====== MATERIALS PROVIDED

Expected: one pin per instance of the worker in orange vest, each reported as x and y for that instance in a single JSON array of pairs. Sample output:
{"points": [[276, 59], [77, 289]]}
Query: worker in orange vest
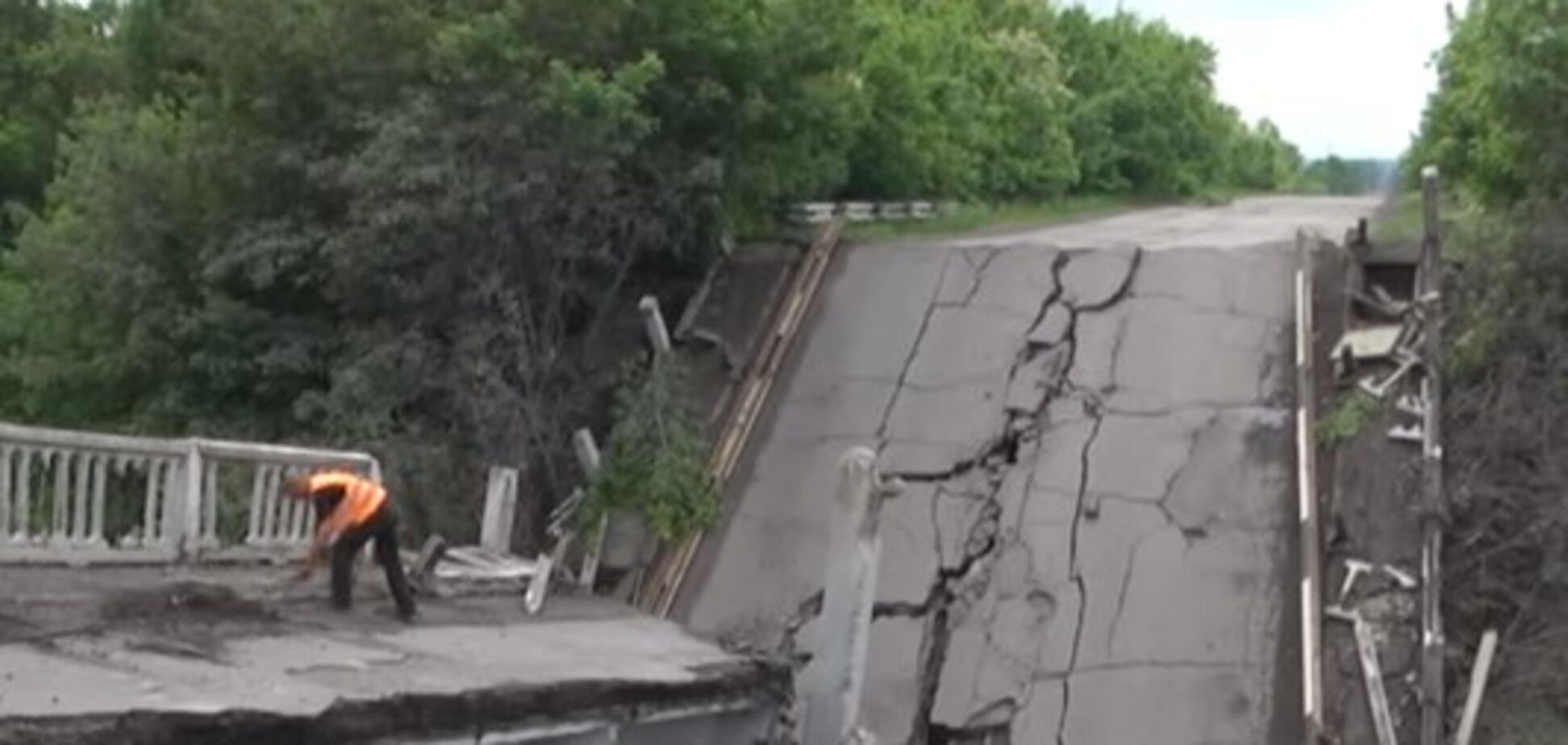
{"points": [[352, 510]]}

============
====== MATERIALS PROVIDED

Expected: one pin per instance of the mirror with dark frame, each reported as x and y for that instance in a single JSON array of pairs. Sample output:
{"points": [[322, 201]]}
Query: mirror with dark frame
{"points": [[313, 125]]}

============

WHAT IS EXPECTED: Count how many lines of the material above contain the word "orange", and reply with the number alone.

SOLUTION TO THE EXERCISE: 2